While these buyers might be less swayed by popular ESG pressure than the majors, it would be too simplistic to conclude they are immune from such considerations or will necessarily be less effective decarbonising stewards of the assets. Regulators will still require these new owners to have decarbonisation plans, and for these assets to be put in ‘the right hands’—meaning those who can devote proper attention to their operation and have the potential to deliver both operational efficiencies and decarbonisation. Demonstrating lower GHG intensity is even more relevant for private buyers that require debt finance for a transaction, as those lending banks that remain active in funding oil and gas projects prefer to allocate their scarce capital and time to lower-carbon projects.
The substantial pressures of the energy crisis on large European industrial gas consumers have also led to signs that such non-traditional E&P players may seek to acquire upstream gas assets to provide a degree of vertical integration and gain protection from unprecedented European gas prices and gas price volatility. It is even possible we could see a reversal of the long-term trend of European utilities divesting their upstream gas assets, as the importance of security of supply and the financial need to hedge downstream supply obligations becomes a strategic priority.
The opportunity to repurpose oil and gas assets for the energy transition is also driving new business models and changing the mindset towards decommissioning in some instances. The ability to redeploy depleted gas reservoirs for CO₂ sequestration, hydrogen storage or increased natural gas storage can turn late-life gas fields from being near-term decommissioning liabilities into useful storage assets.
The recent reopening of the Rough gas storage site by the UK’s Centrica is a great example. Centrica had considered sale and full decommissioning of the field, and had been pursuing CO₂ or hydrogen storage solutions, but the strategic imperative of enhancing UK security of energy supply has instead created a viable future for it as a gas storage business. Elsewhere, especially in Central Europe, increased focus on the repurposing of onshore oil wells for geothermal energy production can provide a source of renewable heat and/or electricity generation for oilfield operations, or in some cases for local communities.
-- -- --
# WORK ORDER 1
In the passage on oil and gas assets, which company reopened the Rough gas storage site?
# WORK ORDER 2
List every use named in the passage on oil and gas assets for redeploying depleted gas reservoirs.

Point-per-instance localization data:
-- -- --
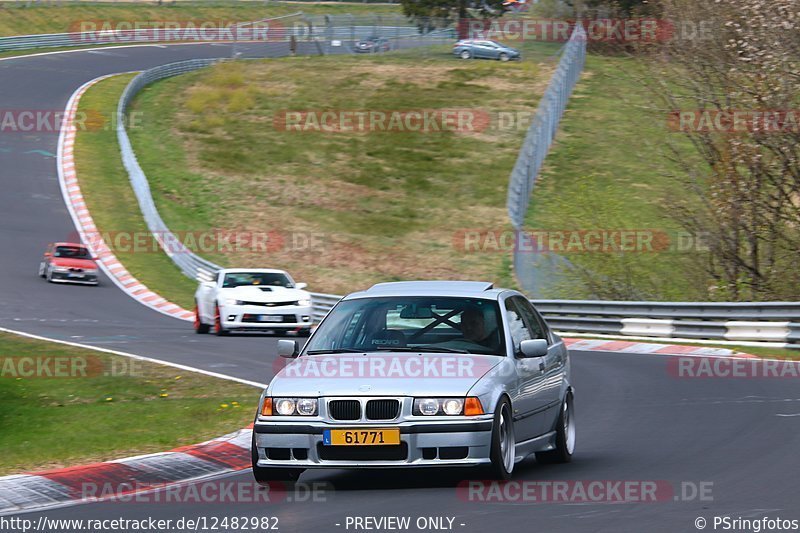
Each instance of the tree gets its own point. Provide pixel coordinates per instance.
(745, 192)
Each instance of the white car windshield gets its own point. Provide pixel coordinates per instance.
(418, 324)
(74, 252)
(270, 279)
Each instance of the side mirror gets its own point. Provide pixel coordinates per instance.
(533, 348)
(287, 348)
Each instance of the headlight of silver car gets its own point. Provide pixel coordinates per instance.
(289, 407)
(447, 406)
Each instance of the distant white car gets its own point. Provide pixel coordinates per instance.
(252, 299)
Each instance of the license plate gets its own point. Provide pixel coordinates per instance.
(361, 437)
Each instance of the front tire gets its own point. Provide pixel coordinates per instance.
(199, 327)
(565, 436)
(503, 447)
(264, 475)
(219, 330)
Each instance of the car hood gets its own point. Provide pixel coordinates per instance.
(71, 262)
(264, 294)
(380, 374)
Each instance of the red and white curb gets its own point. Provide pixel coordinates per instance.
(230, 453)
(84, 223)
(606, 345)
(125, 477)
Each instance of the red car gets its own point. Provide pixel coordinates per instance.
(66, 262)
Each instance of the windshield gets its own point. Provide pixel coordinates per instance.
(76, 252)
(241, 279)
(425, 324)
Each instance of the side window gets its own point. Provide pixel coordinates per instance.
(516, 324)
(536, 326)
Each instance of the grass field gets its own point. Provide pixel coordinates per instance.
(609, 170)
(110, 198)
(96, 406)
(348, 208)
(17, 18)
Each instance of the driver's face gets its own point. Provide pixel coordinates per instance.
(472, 325)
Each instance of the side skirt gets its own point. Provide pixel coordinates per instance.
(541, 443)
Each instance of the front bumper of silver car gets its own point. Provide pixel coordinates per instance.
(442, 442)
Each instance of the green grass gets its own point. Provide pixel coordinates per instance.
(384, 206)
(51, 422)
(608, 170)
(19, 19)
(111, 201)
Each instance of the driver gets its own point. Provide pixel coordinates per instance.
(473, 326)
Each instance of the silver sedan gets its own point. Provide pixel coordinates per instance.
(419, 374)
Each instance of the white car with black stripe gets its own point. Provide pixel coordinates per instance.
(252, 299)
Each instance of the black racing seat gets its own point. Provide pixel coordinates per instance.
(387, 339)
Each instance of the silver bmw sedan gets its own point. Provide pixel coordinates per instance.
(419, 374)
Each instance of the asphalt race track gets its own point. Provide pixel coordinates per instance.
(636, 422)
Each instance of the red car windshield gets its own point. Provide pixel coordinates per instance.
(73, 252)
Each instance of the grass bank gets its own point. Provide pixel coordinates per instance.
(100, 407)
(344, 209)
(111, 201)
(609, 170)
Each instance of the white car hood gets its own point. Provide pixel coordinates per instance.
(264, 294)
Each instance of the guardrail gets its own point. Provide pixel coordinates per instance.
(267, 30)
(537, 271)
(777, 322)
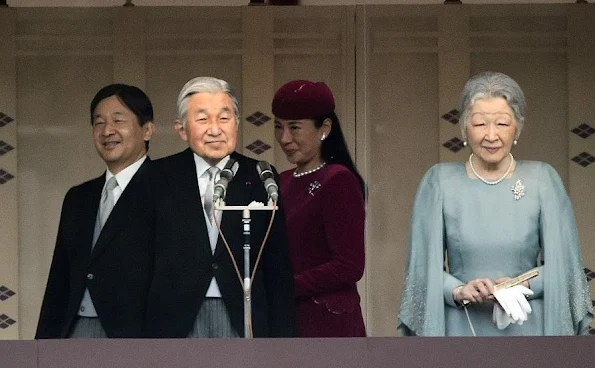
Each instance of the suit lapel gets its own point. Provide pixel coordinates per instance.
(89, 206)
(124, 208)
(183, 177)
-- -- --
# REPLY 1
Centrica

# REPLY 2
CO₂ sequestration, hydrogen storage, increased natural gas storage